● Exercise description:
Starting from the top of the entries below and ending with the line containing "negative clicks: (61, 403)", restate every line word for word, pictures omitted.

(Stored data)
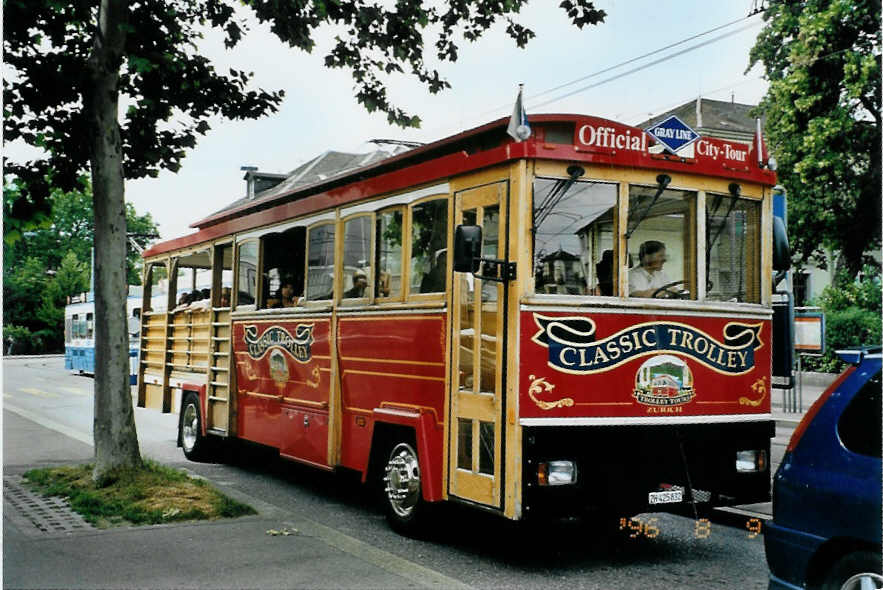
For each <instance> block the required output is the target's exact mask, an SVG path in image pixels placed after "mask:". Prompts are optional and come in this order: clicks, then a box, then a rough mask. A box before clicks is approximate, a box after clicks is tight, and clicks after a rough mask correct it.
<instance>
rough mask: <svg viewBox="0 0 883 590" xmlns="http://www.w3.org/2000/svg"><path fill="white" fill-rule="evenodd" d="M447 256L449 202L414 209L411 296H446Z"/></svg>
mask: <svg viewBox="0 0 883 590" xmlns="http://www.w3.org/2000/svg"><path fill="white" fill-rule="evenodd" d="M447 253H448V199H447V198H446V197H445V198H441V199H433V200H431V201H424V202H422V203H418V204H416V205H414V206H412V207H411V265H410V278H409V281H410V291H411V293H443V292H444V291H445V287H446V281H445V277H446V273H447Z"/></svg>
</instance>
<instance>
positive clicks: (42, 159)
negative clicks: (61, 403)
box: [3, 0, 605, 481]
mask: <svg viewBox="0 0 883 590" xmlns="http://www.w3.org/2000/svg"><path fill="white" fill-rule="evenodd" d="M525 2H526V0H451V1H450V2H447V3H443V4H442V5H441V6H443V7H444V8H435V7H433V6H427V5H425V4H424V3H422V2H408V1H404V0H403V1H400V2H396V3H395V4H394V5H393V4H387V5H381V4H374V3H369V2H364V1H362V0H311V1H292V2H278V1H277V0H72V1H70V2H58V1H57V0H4V4H3V6H4V12H5V14H4V19H3V24H4V38H3V48H4V59H5V64H6V67H7V71H8V75H4V78H3V98H4V113H3V115H4V116H3V131H4V136H5V138H6V139H7V141H15V140H22V141H24V142H26V143H27V144H28V145H30V146H32V147H34V148H37V149H38V150H41V151H42V155H41V156H40V157H35V158H34V159H32V160H28V161H6V162H5V173H8V174H10V175H11V177H12V178H13V179H14V181H15V182H16V187H17V191H16V193H15V195H14V196H15V198H9V199H7V198H5V195H4V213H5V216H6V218H7V219H15V220H18V221H19V222H21V224H20V225H19V227H18V229H19V230H21V229H26V227H27V226H28V225H29V224H31V223H32V222H37V223H40V222H43V221H45V216H46V215H47V213H48V211H49V205H48V203H49V196H50V194H51V190H52V189H58V190H61V191H62V192H69V191H71V190H73V189H75V188H76V183H77V181H78V178H79V175H80V174H81V173H82V172H83V171H85V170H86V169H87V168H88V169H89V170H90V171H91V175H92V188H93V208H94V211H95V224H94V228H95V269H94V270H95V316H96V318H98V320H99V321H97V322H96V329H95V405H94V408H95V411H94V421H93V432H94V439H95V469H94V471H93V478H94V479H96V480H98V481H101V480H104V479H105V478H107V477H109V476H111V474H112V472H113V471H114V470H116V469H119V468H126V467H137V466H139V465H140V464H141V458H140V453H139V450H138V438H137V434H136V432H135V421H134V411H133V409H132V398H131V392H130V389H129V385H128V350H127V334H126V331H125V326H126V309H125V300H124V292H125V282H124V278H125V269H124V266H123V260H124V259H125V248H126V235H125V204H124V194H123V193H124V191H125V184H124V180H125V179H132V178H142V177H144V176H155V175H157V174H158V172H159V170H160V169H168V170H172V171H176V170H178V169H179V168H180V166H181V160H182V159H183V158H184V155H185V151H186V149H187V148H192V147H193V146H194V145H195V144H196V138H197V136H198V135H201V134H205V133H206V132H207V131H208V129H209V120H210V119H211V118H212V117H214V116H220V117H222V118H225V119H239V118H256V117H260V116H262V115H265V114H268V113H271V112H273V111H275V110H276V108H277V107H278V105H279V103H280V102H281V101H282V98H283V94H282V92H281V91H269V92H268V91H265V90H260V89H258V90H255V89H252V88H251V87H250V82H249V81H250V78H251V74H250V73H248V72H243V71H236V70H233V69H231V70H230V72H229V75H224V74H221V73H219V72H218V71H216V70H215V68H214V66H213V65H212V63H211V61H210V60H209V59H208V58H207V57H205V56H203V55H201V54H200V52H199V47H198V41H199V39H200V37H201V36H202V34H203V31H205V30H206V29H207V28H213V29H219V30H222V31H223V32H224V35H225V44H226V45H227V47H234V46H235V45H237V44H238V43H239V41H240V40H241V39H242V37H243V35H244V34H245V33H247V26H246V24H245V20H244V19H243V17H242V16H241V13H240V12H238V11H239V10H241V9H246V10H247V9H250V10H252V11H253V12H254V14H255V15H256V17H257V19H258V20H259V21H260V22H262V23H269V24H270V29H271V31H272V32H273V33H274V34H275V35H276V36H277V37H278V38H279V39H281V40H282V41H283V42H285V43H287V44H288V45H289V46H290V47H292V48H297V49H301V50H304V51H311V50H312V49H313V47H314V46H315V42H314V40H313V37H314V35H315V34H316V33H317V31H318V30H319V29H320V28H323V27H326V26H327V27H329V28H331V29H333V31H335V32H337V36H336V37H335V44H334V47H333V48H332V50H331V51H330V52H329V54H328V55H327V56H325V64H326V65H327V66H328V67H332V68H347V69H349V70H350V71H351V72H352V75H353V80H354V81H355V89H354V90H355V95H356V99H357V100H358V101H359V102H360V103H361V104H362V105H363V106H364V107H365V108H366V109H368V111H375V110H379V111H381V112H385V113H387V117H388V119H389V121H390V122H392V123H395V124H398V125H403V126H408V125H418V124H419V119H418V118H416V117H414V116H410V115H408V114H407V113H406V112H405V111H404V110H402V109H401V108H400V107H398V106H396V105H394V104H392V103H391V102H390V100H389V98H388V96H387V92H386V85H385V80H386V79H387V77H388V76H390V75H396V74H405V75H409V76H413V77H415V78H417V79H418V80H419V81H420V82H422V83H423V84H425V85H426V86H427V88H428V89H429V91H430V92H433V93H434V92H439V91H440V90H442V89H444V88H446V87H448V86H449V85H448V83H447V82H446V81H445V80H444V79H443V78H442V77H441V76H440V75H439V74H438V72H437V71H436V70H433V69H431V68H428V67H427V66H426V65H425V62H424V38H425V37H426V38H434V51H435V56H436V57H437V58H438V59H439V60H440V61H442V62H444V61H449V62H450V61H455V60H456V59H457V51H458V45H457V43H458V42H459V37H460V36H462V37H463V38H464V39H465V40H468V41H472V40H475V39H477V38H479V37H480V36H481V35H482V34H483V33H484V32H485V31H486V30H487V29H488V28H489V27H491V26H492V25H493V24H494V23H496V22H499V21H501V20H502V21H505V23H506V33H507V34H508V35H509V36H510V37H512V38H513V39H514V40H515V42H516V43H517V44H518V45H519V46H523V45H524V44H525V43H526V42H527V41H528V40H529V39H530V38H531V37H532V36H533V32H532V31H530V30H529V29H527V28H526V27H524V26H523V25H521V24H519V23H517V22H516V21H515V20H514V19H513V17H512V15H514V14H516V13H517V12H518V11H519V10H520V9H521V7H522V6H523V5H524V4H525ZM559 6H560V7H561V8H562V9H563V10H564V11H565V12H566V14H567V16H568V17H569V18H570V19H571V21H572V22H573V23H574V25H576V26H578V27H584V26H585V25H587V24H595V23H598V22H600V21H601V20H603V18H604V16H605V14H604V12H603V11H600V10H596V9H595V7H594V5H593V3H592V2H590V1H588V0H563V1H562V2H561V3H560V5H559ZM243 7H244V8H243ZM5 73H6V72H5ZM121 98H122V100H123V101H124V104H126V105H127V108H126V110H125V114H124V115H123V116H122V120H120V116H119V111H120V100H121ZM4 180H6V179H4ZM5 184H6V182H4V185H5Z"/></svg>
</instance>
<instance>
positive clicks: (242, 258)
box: [236, 240, 258, 306]
mask: <svg viewBox="0 0 883 590" xmlns="http://www.w3.org/2000/svg"><path fill="white" fill-rule="evenodd" d="M237 250H238V254H239V269H238V272H239V276H238V278H237V283H238V285H237V288H236V305H237V306H240V305H254V303H255V299H256V298H257V293H258V242H257V240H252V241H248V242H243V243H241V244H239V247H238V248H237Z"/></svg>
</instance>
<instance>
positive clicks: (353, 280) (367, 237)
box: [341, 215, 372, 299]
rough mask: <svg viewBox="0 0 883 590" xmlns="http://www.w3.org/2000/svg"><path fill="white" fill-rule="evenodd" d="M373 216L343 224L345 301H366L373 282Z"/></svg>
mask: <svg viewBox="0 0 883 590" xmlns="http://www.w3.org/2000/svg"><path fill="white" fill-rule="evenodd" d="M371 224H372V218H371V215H359V216H358V217H352V218H350V219H348V220H346V221H344V222H343V271H342V272H343V295H342V296H341V297H342V298H343V299H365V298H367V297H368V296H369V295H370V291H369V289H368V285H369V284H370V282H371V232H372V230H371Z"/></svg>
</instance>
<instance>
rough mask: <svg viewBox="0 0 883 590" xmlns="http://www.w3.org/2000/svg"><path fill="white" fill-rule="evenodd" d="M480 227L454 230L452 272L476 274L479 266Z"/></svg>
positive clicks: (468, 227) (459, 226) (469, 225)
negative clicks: (453, 248)
mask: <svg viewBox="0 0 883 590" xmlns="http://www.w3.org/2000/svg"><path fill="white" fill-rule="evenodd" d="M480 259H481V227H480V226H477V225H458V226H457V227H456V228H454V272H478V267H479V265H480V264H481V260H480Z"/></svg>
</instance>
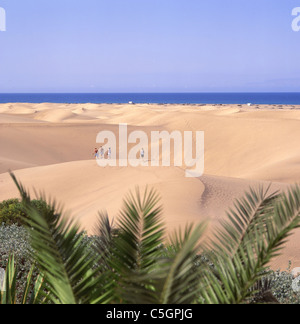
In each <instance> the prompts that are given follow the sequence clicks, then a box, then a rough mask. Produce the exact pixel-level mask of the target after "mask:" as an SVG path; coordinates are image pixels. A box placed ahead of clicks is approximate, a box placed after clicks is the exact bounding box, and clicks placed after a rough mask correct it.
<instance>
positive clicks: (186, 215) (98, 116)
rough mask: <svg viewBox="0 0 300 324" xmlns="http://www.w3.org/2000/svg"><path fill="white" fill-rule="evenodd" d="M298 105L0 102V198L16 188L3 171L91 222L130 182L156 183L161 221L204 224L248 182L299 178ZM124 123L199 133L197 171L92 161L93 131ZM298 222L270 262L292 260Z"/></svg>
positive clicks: (183, 223) (112, 128) (94, 132)
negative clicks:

● Reply to the task:
For each <instance> block the required output is the target's exact mask, an SVG path in image pixels placed after "mask:". Prompts are optional and come in this order: clicks, then a box, then a rough mask. A box before clicks is approximate, a box after clicks is tight, and clicks after a rough mask correct it.
<instance>
rough mask: <svg viewBox="0 0 883 590" xmlns="http://www.w3.org/2000/svg"><path fill="white" fill-rule="evenodd" d="M447 256L449 202L414 209L411 296H446Z"/></svg>
mask: <svg viewBox="0 0 883 590" xmlns="http://www.w3.org/2000/svg"><path fill="white" fill-rule="evenodd" d="M447 253H448V199H447V198H446V197H445V198H441V199H433V200H431V201H424V202H422V203H418V204H416V205H414V206H412V207H411V265H410V278H409V281H410V291H411V293H443V292H444V291H445V287H446V281H445V277H446V273H447Z"/></svg>
</instance>
<instance>
positive clicks: (42, 159)
negative clicks: (61, 403)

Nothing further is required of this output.